» **GIVEN TEXT**

In June 2015, Donald Trump rode down a golden escalator and declared, “The American Dream is dead.” Now, nearly five years on, Michael Strain has responded with The American Dream Is Not Dead (But Populism Could Kill It). Touché.

Strain, the director of economic policy studies at the American Enterprise Institute, is one of the leading data-driven skeptics of populism. His approach is valuable. Our discourse ought to be grounded in an accurate set of facts, and Strain marshals plenty in The American Dream Is Not Dead. For example, a reader who may have believed that the average wage of non-supervisory and production workers had fallen since 1990 will learn that, in fact, adjusted for inflation using the Bureau of Economic Analysis’s Personal Consumption Expenditures price index, the group’s average wage has increased by 34 percent. 

But the American Dream is about more than average wage growth. It is about sharing a common life within the families and communities that those wages support. It is the stuff of Rockwell paintings, not Bloomberg columns. Strain fails to see this. His economic metrics are useful for certain purposes, but they should not distract us from rising rates of out-of-wedlock birth, the disappearance of the male breadwinner, and dying communities.

» **WRITTEN TASKS**
(a) In the review of Michael Strain's book, how much has the inflation-adjusted average wage of non-supervisory and production workers risen since 1990?
(b) Carry on writing the review of Michael Strain's book, picking up after its last sentence.

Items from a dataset
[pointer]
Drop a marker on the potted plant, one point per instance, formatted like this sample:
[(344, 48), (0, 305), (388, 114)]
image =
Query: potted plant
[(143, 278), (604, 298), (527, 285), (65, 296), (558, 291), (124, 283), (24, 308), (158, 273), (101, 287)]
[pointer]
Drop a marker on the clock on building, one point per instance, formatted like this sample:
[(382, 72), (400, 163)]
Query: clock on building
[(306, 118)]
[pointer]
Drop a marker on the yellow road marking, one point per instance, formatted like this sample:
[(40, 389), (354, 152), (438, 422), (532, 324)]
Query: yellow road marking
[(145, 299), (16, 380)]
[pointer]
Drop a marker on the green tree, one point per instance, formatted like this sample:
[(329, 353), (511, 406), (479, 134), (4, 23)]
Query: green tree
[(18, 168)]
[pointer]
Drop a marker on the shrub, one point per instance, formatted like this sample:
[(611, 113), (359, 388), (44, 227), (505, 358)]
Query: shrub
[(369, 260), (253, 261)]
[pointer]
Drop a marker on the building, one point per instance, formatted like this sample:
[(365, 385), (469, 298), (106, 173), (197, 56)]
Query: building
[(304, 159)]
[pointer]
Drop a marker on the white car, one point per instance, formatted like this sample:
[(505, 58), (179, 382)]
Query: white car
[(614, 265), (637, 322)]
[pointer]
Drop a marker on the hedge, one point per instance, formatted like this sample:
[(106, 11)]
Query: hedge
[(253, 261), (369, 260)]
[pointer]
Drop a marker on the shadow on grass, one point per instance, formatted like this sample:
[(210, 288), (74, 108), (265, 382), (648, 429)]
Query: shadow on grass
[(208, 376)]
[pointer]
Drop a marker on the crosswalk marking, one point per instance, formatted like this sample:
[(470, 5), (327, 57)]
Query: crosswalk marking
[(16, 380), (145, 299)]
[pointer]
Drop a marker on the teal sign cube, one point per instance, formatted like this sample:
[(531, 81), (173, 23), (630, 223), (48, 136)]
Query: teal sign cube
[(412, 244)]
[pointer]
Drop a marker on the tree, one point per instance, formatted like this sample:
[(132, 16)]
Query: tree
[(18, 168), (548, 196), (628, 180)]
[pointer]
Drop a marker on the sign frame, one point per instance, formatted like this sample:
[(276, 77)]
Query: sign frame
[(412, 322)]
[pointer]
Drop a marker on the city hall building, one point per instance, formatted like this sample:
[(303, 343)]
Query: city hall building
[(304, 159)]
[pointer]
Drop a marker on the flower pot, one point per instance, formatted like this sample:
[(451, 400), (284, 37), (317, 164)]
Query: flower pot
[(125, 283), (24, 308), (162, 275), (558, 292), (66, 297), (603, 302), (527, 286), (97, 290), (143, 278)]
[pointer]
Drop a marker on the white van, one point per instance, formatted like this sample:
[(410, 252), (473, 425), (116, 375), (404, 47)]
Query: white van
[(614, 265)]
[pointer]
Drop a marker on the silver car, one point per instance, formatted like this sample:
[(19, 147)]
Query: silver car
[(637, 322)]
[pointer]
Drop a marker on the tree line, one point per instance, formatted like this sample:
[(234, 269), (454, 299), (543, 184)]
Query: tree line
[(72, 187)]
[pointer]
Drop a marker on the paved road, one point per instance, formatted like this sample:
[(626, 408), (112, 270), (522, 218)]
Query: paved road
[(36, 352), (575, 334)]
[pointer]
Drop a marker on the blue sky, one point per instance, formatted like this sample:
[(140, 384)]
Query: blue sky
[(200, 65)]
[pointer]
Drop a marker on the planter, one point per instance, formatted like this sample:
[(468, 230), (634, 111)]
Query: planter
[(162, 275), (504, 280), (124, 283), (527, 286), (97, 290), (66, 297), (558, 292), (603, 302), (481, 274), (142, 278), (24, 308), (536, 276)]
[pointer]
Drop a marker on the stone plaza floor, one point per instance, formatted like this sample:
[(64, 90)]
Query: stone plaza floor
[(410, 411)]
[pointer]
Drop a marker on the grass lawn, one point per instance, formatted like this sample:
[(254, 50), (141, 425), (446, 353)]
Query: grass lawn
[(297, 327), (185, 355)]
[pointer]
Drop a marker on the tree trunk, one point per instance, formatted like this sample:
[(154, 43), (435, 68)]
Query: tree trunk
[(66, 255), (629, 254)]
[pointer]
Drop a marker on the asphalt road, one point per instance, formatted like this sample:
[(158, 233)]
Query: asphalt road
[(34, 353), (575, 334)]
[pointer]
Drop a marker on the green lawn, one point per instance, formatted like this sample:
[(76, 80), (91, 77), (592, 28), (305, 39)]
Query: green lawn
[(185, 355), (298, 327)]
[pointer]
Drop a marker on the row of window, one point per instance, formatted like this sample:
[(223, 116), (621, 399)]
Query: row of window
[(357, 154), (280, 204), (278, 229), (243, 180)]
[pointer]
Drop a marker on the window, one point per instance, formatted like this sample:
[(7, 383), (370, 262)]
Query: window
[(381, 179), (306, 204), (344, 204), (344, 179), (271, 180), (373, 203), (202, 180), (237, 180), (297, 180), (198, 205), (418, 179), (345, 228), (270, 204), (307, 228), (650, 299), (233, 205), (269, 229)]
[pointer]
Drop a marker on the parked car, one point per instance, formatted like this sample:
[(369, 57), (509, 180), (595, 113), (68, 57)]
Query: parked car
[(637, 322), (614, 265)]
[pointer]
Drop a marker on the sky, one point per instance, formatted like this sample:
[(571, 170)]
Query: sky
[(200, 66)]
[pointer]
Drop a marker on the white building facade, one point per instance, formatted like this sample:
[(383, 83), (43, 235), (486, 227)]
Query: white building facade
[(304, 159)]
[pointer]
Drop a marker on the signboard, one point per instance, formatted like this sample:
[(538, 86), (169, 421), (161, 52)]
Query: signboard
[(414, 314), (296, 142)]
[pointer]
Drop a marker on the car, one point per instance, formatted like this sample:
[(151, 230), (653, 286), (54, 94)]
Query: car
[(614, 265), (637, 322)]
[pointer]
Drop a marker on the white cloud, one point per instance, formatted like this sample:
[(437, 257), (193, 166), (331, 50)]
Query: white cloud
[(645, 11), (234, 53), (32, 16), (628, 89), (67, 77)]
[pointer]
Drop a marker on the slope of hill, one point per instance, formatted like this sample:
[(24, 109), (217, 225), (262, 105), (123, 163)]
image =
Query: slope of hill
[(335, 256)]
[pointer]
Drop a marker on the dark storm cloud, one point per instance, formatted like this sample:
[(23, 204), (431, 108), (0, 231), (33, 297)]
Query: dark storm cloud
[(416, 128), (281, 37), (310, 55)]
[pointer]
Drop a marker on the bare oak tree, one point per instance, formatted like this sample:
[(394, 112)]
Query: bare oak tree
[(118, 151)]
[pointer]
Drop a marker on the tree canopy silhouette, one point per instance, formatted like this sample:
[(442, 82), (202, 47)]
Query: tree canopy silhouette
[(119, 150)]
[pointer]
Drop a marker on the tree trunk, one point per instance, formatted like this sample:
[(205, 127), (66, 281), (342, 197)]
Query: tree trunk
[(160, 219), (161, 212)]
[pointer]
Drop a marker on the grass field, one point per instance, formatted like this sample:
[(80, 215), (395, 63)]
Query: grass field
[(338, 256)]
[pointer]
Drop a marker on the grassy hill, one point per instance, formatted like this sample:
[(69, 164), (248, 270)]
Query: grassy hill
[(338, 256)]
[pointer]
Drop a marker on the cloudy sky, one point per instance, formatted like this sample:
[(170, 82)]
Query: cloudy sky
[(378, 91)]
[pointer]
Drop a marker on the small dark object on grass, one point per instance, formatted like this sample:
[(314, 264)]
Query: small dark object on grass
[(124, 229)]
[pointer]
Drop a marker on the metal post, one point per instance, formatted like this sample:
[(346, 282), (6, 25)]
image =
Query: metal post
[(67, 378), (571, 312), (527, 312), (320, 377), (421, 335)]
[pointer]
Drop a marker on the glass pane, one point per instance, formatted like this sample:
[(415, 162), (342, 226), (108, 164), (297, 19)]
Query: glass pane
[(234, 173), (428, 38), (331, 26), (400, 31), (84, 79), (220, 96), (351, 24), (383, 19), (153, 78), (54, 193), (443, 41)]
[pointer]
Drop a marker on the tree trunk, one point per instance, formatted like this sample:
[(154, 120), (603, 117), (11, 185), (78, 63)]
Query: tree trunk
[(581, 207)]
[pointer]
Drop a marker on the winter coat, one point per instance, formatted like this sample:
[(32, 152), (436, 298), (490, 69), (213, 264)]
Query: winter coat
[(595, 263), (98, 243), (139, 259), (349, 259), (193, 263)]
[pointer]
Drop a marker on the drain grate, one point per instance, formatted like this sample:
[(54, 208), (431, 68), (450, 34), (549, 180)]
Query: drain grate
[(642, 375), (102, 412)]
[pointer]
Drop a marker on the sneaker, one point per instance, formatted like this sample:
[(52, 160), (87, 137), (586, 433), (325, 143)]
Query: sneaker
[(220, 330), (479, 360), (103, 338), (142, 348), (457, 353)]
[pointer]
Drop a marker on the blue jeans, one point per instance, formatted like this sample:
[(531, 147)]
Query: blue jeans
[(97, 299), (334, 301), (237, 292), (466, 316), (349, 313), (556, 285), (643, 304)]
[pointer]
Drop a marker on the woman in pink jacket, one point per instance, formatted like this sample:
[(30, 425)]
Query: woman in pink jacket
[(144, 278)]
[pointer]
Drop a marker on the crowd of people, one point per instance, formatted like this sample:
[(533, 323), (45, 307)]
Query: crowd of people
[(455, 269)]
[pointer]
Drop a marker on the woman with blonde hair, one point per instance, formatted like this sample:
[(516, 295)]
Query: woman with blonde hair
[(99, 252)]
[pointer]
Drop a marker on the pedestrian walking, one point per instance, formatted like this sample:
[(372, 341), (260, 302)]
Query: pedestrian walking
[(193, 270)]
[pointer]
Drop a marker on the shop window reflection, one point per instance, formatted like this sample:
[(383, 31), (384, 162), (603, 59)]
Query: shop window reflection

» **EXERCISE RESPONSES**
(a) 34 percent

(b)
Strain focuses on economic metrics “not because the political and community components are unimportant . . . but because the economic ­component is so central” to the Dream. Yet a recent survey from AEI suggests otherwise. Just under half of respondents thought that having a successful career or a better quality of life than one’s parents was important in their view of the American Dream. Fewer than one in six Americans considered becoming wealthy to be important, whereas twice as many deemed making ­valuable contributions to their community to be. In fact, the two most highly rated factors were not explicitly economic at all. More than four in five prized social and moral dimensions of the Dream—to have a good family life and to have freedom of choice in how one lives. Economics is no doubt central for the economist, but most Americans have different priorities.

Strain paints with a broad brush. A central theme of the book is the need to “zoom out” from “pockets of real struggle” to gain a fuller sense of the American economy and the American Dream. There is, no doubt, value in general economic measures, but they regularly fail to capture important social realities. For instance, Strain cites national job-­creation statistics, noting that long-term unemployment has steadily fallen and that job openings now exceed unemployed workers. But those jobs are being created in fewer and fewer places. According to the Economic Innovation Group, 50 percent of the jobs created in the recovery from the Great Recession accrued to only 2 percent of U.S. counties.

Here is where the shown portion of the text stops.